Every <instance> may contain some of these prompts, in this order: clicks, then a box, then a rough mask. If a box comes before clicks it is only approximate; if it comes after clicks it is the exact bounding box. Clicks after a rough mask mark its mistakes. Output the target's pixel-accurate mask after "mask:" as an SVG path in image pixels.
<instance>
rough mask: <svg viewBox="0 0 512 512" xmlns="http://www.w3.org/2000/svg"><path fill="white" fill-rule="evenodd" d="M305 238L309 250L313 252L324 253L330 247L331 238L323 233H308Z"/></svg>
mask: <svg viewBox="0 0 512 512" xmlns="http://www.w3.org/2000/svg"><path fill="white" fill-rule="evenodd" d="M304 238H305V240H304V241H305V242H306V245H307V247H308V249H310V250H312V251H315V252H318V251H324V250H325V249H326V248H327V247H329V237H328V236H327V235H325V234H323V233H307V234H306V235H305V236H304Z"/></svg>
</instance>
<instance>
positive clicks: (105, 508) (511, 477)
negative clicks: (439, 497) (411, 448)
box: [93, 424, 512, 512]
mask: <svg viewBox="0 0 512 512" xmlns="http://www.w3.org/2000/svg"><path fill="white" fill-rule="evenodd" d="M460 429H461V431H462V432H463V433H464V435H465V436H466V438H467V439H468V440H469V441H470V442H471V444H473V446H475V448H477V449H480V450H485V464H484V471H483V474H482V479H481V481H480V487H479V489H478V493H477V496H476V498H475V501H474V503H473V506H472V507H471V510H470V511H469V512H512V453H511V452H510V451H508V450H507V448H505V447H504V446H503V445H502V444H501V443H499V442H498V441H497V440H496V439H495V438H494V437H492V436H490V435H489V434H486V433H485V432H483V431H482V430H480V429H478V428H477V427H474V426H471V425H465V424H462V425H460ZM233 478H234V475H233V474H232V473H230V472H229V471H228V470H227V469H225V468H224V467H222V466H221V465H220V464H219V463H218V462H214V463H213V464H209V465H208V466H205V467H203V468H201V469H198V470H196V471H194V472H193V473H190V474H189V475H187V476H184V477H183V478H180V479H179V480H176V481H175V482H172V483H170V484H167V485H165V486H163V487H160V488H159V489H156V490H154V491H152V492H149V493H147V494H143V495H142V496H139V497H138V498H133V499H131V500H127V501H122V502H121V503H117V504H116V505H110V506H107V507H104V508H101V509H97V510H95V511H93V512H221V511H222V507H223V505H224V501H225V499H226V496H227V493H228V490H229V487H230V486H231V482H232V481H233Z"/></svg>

· · · ·

Please transcribe the entire listing exactly as given.

* Task answer
Every <instance> may contain some of these prompts, in this order: clicks, then a box, then a rough mask. If a box comes before clicks it is only approximate; if it comes after clicks it is the exact bounding box. Clicks after a rough mask mark its mistakes. Output the target's pixel-accurate mask after "mask:" as an SVG path in image pixels.
<instance>
rough mask: <svg viewBox="0 0 512 512" xmlns="http://www.w3.org/2000/svg"><path fill="white" fill-rule="evenodd" d="M305 238L309 250L313 252L324 253L330 247L331 238L323 233H308Z"/></svg>
mask: <svg viewBox="0 0 512 512" xmlns="http://www.w3.org/2000/svg"><path fill="white" fill-rule="evenodd" d="M304 238H305V240H304V241H305V242H306V245H307V247H308V249H310V250H312V251H315V252H318V251H324V250H325V249H326V248H327V247H329V237H328V236H327V235H325V234H323V233H307V234H306V235H305V236H304Z"/></svg>
</instance>
<instance>
positive clicks: (105, 508) (511, 477)
negative clicks: (439, 497) (411, 448)
box: [93, 424, 512, 512]
mask: <svg viewBox="0 0 512 512" xmlns="http://www.w3.org/2000/svg"><path fill="white" fill-rule="evenodd" d="M460 429H461V431H462V432H463V433H464V435H465V436H466V438H467V439H468V440H469V441H470V442H471V444H473V446H475V448H477V449H480V450H485V464H484V471H483V474H482V479H481V481H480V487H479V489H478V493H477V496H476V498H475V501H474V503H473V506H472V507H471V510H470V511H469V512H512V453H511V452H510V451H508V450H507V448H505V447H504V446H503V445H502V444H501V443H499V442H498V441H497V440H496V439H495V438H494V437H492V436H490V435H489V434H486V433H485V432H483V431H482V430H480V429H478V428H477V427H474V426H471V425H465V424H462V425H460ZM233 478H234V475H233V474H232V473H230V472H229V471H228V470H227V469H225V468H224V467H222V466H221V465H220V464H219V463H218V462H214V463H213V464H209V465H208V466H205V467H203V468H201V469H198V470H196V471H194V472H193V473H190V474H189V475H187V476H184V477H183V478H180V479H179V480H176V481H175V482H172V483H170V484H167V485H165V486H163V487H160V488H159V489H156V490H154V491H152V492H149V493H147V494H143V495H142V496H139V497H138V498H133V499H131V500H127V501H122V502H121V503H117V504H116V505H110V506H107V507H104V508H101V509H97V510H95V511H93V512H221V511H222V507H223V505H224V501H225V499H226V496H227V493H228V490H229V487H230V486H231V482H232V481H233Z"/></svg>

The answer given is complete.